(Picture region annotation data)
---
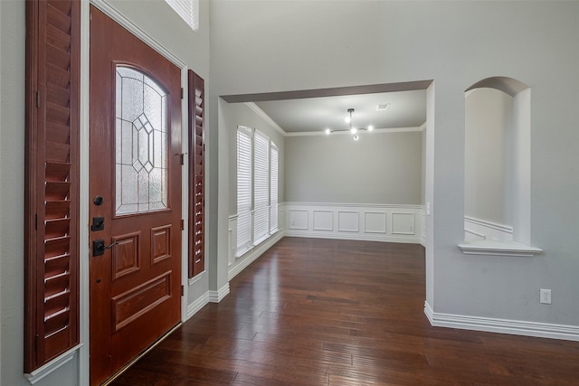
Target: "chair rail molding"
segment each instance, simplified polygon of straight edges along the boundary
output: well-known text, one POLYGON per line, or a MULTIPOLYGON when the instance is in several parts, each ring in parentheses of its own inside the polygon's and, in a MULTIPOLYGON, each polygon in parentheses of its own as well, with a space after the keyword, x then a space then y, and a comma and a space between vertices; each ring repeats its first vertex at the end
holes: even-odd
POLYGON ((420 244, 422 205, 286 202, 285 235, 420 244))

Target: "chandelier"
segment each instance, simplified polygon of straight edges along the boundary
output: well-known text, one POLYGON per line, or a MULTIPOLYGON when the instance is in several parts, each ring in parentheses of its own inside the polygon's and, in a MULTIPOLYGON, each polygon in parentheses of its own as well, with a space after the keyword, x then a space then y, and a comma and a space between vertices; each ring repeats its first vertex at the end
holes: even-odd
POLYGON ((367 127, 355 127, 354 125, 352 124, 352 113, 354 113, 354 108, 348 108, 347 109, 347 113, 348 113, 348 116, 346 117, 346 118, 344 120, 346 121, 346 123, 349 124, 349 127, 348 128, 342 128, 342 129, 336 129, 336 130, 332 130, 330 128, 327 128, 326 129, 326 134, 330 135, 332 133, 337 133, 337 132, 341 132, 341 131, 349 131, 350 134, 352 134, 352 139, 354 139, 355 141, 357 141, 358 139, 360 139, 360 137, 357 134, 358 131, 360 131, 360 130, 365 130, 365 131, 374 130, 374 127, 373 126, 368 126, 367 127))

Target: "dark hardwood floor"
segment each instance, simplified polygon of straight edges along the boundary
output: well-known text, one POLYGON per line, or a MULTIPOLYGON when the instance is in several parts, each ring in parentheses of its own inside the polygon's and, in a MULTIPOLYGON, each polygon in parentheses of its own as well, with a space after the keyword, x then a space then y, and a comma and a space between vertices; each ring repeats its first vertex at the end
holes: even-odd
POLYGON ((424 297, 421 246, 285 238, 112 384, 579 384, 579 343, 432 327, 424 297))

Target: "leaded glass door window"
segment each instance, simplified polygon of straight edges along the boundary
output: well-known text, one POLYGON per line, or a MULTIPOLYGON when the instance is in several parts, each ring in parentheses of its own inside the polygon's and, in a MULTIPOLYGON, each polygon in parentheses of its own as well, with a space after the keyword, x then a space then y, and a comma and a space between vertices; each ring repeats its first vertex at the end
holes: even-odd
POLYGON ((116 214, 166 209, 167 92, 117 65, 116 93, 116 214))

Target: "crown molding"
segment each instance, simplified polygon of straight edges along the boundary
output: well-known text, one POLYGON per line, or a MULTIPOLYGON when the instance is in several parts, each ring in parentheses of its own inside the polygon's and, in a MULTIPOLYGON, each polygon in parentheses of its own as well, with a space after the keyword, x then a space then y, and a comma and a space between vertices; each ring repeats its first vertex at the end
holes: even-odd
MULTIPOLYGON (((359 130, 357 134, 361 136, 371 136, 374 134, 410 133, 414 131, 422 131, 424 130, 424 127, 425 126, 422 125, 420 127, 412 127, 375 128, 374 130, 372 130, 371 133, 366 130, 359 130)), ((326 134, 325 131, 289 132, 289 133, 286 133, 285 137, 342 136, 346 134, 351 136, 349 130, 340 130, 340 131, 334 131, 329 135, 326 134)))
POLYGON ((265 111, 260 108, 255 103, 245 102, 245 106, 247 106, 252 110, 253 110, 255 114, 260 116, 263 120, 265 120, 269 125, 271 125, 273 128, 275 128, 283 137, 288 136, 288 133, 286 133, 286 131, 283 128, 281 128, 280 125, 278 125, 273 119, 271 119, 271 118, 269 115, 267 115, 265 111))

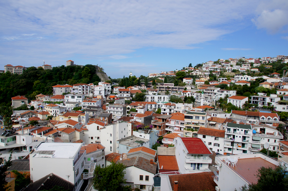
---
• Your task:
Copy all of the lines above word for word, leaving the pictures out of your answer.

• Answer for this exercise:
Target: "chair rail molding"
segment each instance, simplified polygon of straight edges along the boundary
output: well-known text, one POLYGON per line, or a MULTIPOLYGON when the instance is in several parts, each ring in parentheses of its own inside the polygon's and, in a MULTIPOLYGON, each polygon in parentheses of its own as well, with a space after the keyword, x then a space then y, and a comma and a space between vertices; each ring repeats its first vertex at the end
holes: even-odd
POLYGON ((420 244, 422 205, 286 202, 285 235, 420 244))

Target: "chandelier"
segment each instance, simplified polygon of straight edges along the boundary
output: well-known text, one POLYGON per line, or a MULTIPOLYGON when the instance is in several parts, each ring in parentheses of its own inside the polygon's and, in a MULTIPOLYGON, each polygon in parentheses of its own as well, with a space after the keyword, x then a space then y, and a comma and a space between vertices; each ring repeats its first vertex at the end
holes: even-odd
POLYGON ((367 127, 355 127, 354 125, 352 124, 352 113, 354 113, 354 108, 348 108, 347 109, 347 113, 348 113, 348 116, 346 117, 346 118, 344 120, 346 121, 346 123, 349 124, 349 127, 348 128, 342 128, 342 129, 336 129, 336 130, 332 130, 330 128, 327 128, 326 129, 326 134, 330 135, 332 133, 337 133, 337 132, 341 132, 341 131, 349 131, 350 134, 352 134, 352 139, 354 139, 355 141, 357 141, 358 139, 360 139, 360 137, 357 134, 358 131, 360 131, 360 130, 365 130, 365 131, 374 130, 374 127, 373 126, 368 126, 367 127))

Target: "dark hardwood floor"
segment each instance, simplified polygon of straight edges along the boundary
output: well-known text, one POLYGON per line, or a MULTIPOLYGON when the instance is in several parts, each ring in parentheses of its own inside the polygon's and, in a MULTIPOLYGON, each polygon in parentheses of its own as well, with a space after the keyword, x then a space then y, and a comma and a space between vertices; each ring repeats its first vertex at the end
holes: even-odd
POLYGON ((424 297, 421 246, 285 238, 112 384, 579 384, 579 343, 432 327, 424 297))

Target: "leaded glass door window"
segment each instance, simplified polygon of straight edges along the boundary
output: well-known text, one POLYGON per line, or a MULTIPOLYGON when the instance is in several parts, each ring in parentheses of its own inside the polygon's and, in a MULTIPOLYGON, each polygon in parentheses of its own as well, with a space after the keyword, x then a space then y, and a comma and a space between vertices; each ring repeats its first vertex at the end
holes: even-odd
POLYGON ((116 214, 166 209, 167 92, 117 65, 116 93, 116 214))

Target: "crown molding"
segment each instance, simplified polygon of straight edges along the boundary
output: well-known text, one POLYGON per line, or a MULTIPOLYGON when the instance is in several parts, each ring in parentheses of its own inside the polygon's and, in a MULTIPOLYGON, each polygon in parentheses of its own as well, with a space after the keyword, x then a space then y, and a comma and a space between vertices; each ring repeats its first vertex at the end
holes: even-odd
MULTIPOLYGON (((359 130, 357 134, 361 136, 371 136, 374 134, 410 133, 414 131, 422 131, 424 130, 424 127, 425 126, 422 125, 420 127, 412 127, 375 128, 374 130, 372 130, 371 133, 366 130, 359 130)), ((326 134, 325 131, 289 132, 289 133, 286 133, 285 137, 342 136, 346 134, 351 136, 349 130, 340 130, 340 131, 334 131, 329 135, 326 134)))
POLYGON ((265 111, 260 108, 255 103, 245 102, 245 106, 247 106, 252 110, 253 110, 255 114, 260 116, 263 120, 265 120, 269 125, 271 125, 273 128, 275 128, 283 137, 288 136, 288 133, 286 133, 286 131, 283 128, 281 128, 280 125, 278 125, 273 119, 271 119, 271 118, 269 115, 267 115, 265 111))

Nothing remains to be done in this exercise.